AIM OF THE TASK:
What is needed is a word-for-word transcription of every record below.

═════ THE INPUT

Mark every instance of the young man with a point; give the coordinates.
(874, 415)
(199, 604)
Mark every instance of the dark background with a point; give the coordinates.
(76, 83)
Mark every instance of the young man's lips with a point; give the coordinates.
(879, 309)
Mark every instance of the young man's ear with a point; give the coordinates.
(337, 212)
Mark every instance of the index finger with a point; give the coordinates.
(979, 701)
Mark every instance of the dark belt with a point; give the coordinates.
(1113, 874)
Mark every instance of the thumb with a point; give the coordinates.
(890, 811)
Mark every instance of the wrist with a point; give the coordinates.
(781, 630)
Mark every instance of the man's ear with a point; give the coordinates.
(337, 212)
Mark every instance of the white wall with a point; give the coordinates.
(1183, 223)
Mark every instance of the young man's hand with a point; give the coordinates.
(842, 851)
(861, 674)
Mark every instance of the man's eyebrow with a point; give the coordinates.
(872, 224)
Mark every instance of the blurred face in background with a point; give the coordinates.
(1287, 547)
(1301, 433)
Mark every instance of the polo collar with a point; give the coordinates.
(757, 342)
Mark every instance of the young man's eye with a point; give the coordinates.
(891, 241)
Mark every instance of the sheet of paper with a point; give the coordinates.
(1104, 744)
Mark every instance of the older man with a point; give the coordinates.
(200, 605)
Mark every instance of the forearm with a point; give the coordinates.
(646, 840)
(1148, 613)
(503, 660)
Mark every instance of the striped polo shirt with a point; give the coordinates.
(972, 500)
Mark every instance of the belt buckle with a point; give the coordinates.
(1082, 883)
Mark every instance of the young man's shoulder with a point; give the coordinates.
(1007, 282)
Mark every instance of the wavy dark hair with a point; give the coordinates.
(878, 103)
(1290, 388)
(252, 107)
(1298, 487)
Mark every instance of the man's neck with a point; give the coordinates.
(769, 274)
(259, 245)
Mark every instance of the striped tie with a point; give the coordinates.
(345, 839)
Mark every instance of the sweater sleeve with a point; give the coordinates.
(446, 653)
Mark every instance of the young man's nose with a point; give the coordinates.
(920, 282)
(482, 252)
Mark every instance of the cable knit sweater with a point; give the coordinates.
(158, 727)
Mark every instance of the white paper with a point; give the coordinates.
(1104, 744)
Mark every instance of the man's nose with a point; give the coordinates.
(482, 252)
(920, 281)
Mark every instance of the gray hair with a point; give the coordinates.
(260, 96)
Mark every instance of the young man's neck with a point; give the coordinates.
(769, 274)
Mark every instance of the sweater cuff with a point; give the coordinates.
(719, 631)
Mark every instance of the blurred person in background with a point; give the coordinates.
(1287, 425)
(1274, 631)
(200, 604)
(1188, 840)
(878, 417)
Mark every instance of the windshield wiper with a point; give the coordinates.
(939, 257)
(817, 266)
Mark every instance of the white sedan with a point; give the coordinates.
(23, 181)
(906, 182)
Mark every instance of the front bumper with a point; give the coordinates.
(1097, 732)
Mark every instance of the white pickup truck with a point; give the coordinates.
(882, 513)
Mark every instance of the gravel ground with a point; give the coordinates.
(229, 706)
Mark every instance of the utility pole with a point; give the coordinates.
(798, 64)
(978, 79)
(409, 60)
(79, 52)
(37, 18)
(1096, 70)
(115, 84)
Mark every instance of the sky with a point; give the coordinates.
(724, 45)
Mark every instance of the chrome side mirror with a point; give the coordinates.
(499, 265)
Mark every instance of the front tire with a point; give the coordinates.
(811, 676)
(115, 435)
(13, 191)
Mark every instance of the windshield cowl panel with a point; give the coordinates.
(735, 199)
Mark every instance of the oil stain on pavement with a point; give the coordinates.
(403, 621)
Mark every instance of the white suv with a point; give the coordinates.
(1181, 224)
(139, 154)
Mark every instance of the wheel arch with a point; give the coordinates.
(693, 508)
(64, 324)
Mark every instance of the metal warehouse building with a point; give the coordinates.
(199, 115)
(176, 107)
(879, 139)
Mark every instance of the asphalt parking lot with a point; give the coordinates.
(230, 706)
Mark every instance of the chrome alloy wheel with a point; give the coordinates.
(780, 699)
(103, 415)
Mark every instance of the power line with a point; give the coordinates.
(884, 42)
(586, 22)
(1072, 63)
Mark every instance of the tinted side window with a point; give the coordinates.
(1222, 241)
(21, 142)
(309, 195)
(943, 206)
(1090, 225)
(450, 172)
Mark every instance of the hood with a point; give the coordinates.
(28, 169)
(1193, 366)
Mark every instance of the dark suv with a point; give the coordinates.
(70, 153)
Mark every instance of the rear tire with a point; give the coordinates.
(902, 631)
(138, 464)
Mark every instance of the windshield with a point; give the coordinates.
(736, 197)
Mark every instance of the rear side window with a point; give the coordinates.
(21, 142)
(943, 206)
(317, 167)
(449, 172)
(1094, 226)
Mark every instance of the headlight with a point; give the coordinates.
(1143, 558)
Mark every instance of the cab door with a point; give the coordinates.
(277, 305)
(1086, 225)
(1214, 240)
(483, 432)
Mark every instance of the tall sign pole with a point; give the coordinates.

══════════

EXERCISE RESULT:
Mark every instance of the young man with a point; give the coordinates.
(874, 415)
(199, 604)
Mark every instance of the dark background with a point; give the coordinates.
(76, 83)
Mark every instance of the young man's lips with a point; give the coordinates.
(879, 309)
Mark every instance of the young man's ear with a point; give the coordinates.
(337, 212)
Mark every instance of the index finger with a point; give the coordinates.
(979, 701)
Mark every instance of the dark belt with a point; give the coordinates.
(1113, 874)
Mark every instance of the thumb with a point; give the coordinates.
(890, 811)
Mark every instance of the wrist with a point; give the coordinates.
(781, 630)
Mark every instance of the man's ear with a point; give the coordinates.
(337, 212)
Mark every instance of the white wall with a point; give the coordinates.
(1183, 223)
Mark every instance of the young man's hand with a point; give the coordinates.
(842, 851)
(861, 674)
Mark every instance of the man's eyebrow with a point; give the coordinates.
(872, 224)
Mark every instance of the blurred face in background with a point; give the coordinates.
(1287, 547)
(1301, 433)
Mark every instance of the polo collar with a point; give the coordinates.
(757, 342)
Mark every instance of the young man's eye with a point; give the coordinates.
(891, 241)
Mark every instance of the sheet of paper with a point; give the coordinates.
(1104, 744)
Mark every instance of the older man with a point; give the coordinates.
(200, 605)
Mark every instance of the forearm with a point; give the coordinates.
(646, 840)
(1148, 613)
(503, 660)
Mark every instance of the striped polo shirt with a point; give the coordinates.
(972, 500)
Mark every instance of the belt buckle with a point; give the coordinates.
(1082, 883)
Mark every instance of the young man's shoulder with a point; give the coordinates.
(1007, 282)
Mark every instance of the wavy dark hair with a point; give the coordinates.
(878, 103)
(1290, 388)
(252, 107)
(1298, 487)
Mark every instance of the man's neck with a point; give the coordinates.
(769, 274)
(259, 245)
Mark every instance of the striped tie with a point; give the coordinates.
(345, 839)
Mark every instance of the sweater sleeve with a point; give the coordinates.
(446, 653)
Mark every instance of the young man's nose with a point; give the coordinates.
(920, 282)
(482, 252)
Mark every instance of the cable knit sweater with a point; give the coordinates.
(158, 727)
Mark every instance of the white paper with a point; give the coordinates.
(1104, 744)
Mark every instance of the man's nose with a point; give the coordinates.
(482, 252)
(920, 281)
Mark every instance of the gray hair with a point; give the coordinates.
(260, 96)
Mark every instance of the young man's neck with a point; give the coordinates.
(769, 274)
Mark every instance of the sweater cuff with a point; give the coordinates.
(719, 631)
Mark every instance of the blurred person in background with a point; give the coordinates.
(1287, 425)
(1274, 631)
(200, 604)
(1188, 840)
(878, 417)
Mark every instance of the windshield wiper with a point; give the coordinates.
(939, 257)
(817, 266)
Mark every instance of the white sedan with a point; give the coordinates.
(23, 181)
(906, 182)
Mark every instance of the front bumper with a point; give the coordinates.
(1097, 732)
Mark every instance of the white pickup truck with a point; give the coordinates.
(882, 513)
Mark every instance of the gravel ground with a point; give the coordinates.
(229, 706)
Mark every instance of the utility pole with a point; give the coordinates.
(798, 64)
(978, 79)
(409, 60)
(79, 52)
(37, 18)
(1096, 70)
(115, 84)
Mark every instance of the sky with a point; give the coordinates.
(724, 45)
Mark every instance of the chrome side mirror with a point; give the coordinates.
(499, 265)
Mark every instance of the front tire with a point; give the coordinates.
(811, 676)
(115, 435)
(13, 191)
Mark every instance of the windshield cowl panel with a point; give the coordinates.
(735, 199)
Mark every instance of the oil stain on pavement with a point; give the coordinates.
(403, 621)
Mark every instance of the white suv with a point; give the coordinates.
(1181, 224)
(139, 154)
Mark every instance of the wheel arch with a point; give the coordinates.
(693, 508)
(64, 324)
Mark every instance of the metal warehouse building with a point; give the coordinates.
(199, 115)
(176, 107)
(879, 139)
Mark every instance of the asphalt parking lot with a point; give the coordinates.
(230, 706)
Mark every instance of the chrome alloy wheel with a point; give the coordinates.
(780, 699)
(103, 415)
Mark every instance of the power line with a point; give the coordinates.
(884, 42)
(586, 22)
(1072, 63)
Mark every instance of the tinted side window with a point; give the coordinates.
(1222, 241)
(21, 142)
(309, 195)
(943, 206)
(1090, 225)
(450, 172)
Mark every instance of the hood with a point; give the coordinates.
(28, 169)
(1193, 366)
Mark every instance of the dark suv with a point; give the coordinates.
(70, 153)
Mark every instance of the rear tire with a point; give the coordinates.
(902, 631)
(138, 464)
Mark every instance of the windshield with a point; give the coordinates.
(736, 197)
Mark every instance of the rear side window with a point; give the coordinates.
(21, 142)
(943, 206)
(317, 167)
(449, 172)
(1094, 226)
Mark every instance of the headlight with a point; give the coordinates.
(1143, 558)
Mark every instance of the cab door with a point; give the coordinates.
(277, 305)
(1086, 225)
(1214, 240)
(483, 432)
Mark every instance of the tall sign pole with a point; give the coordinates.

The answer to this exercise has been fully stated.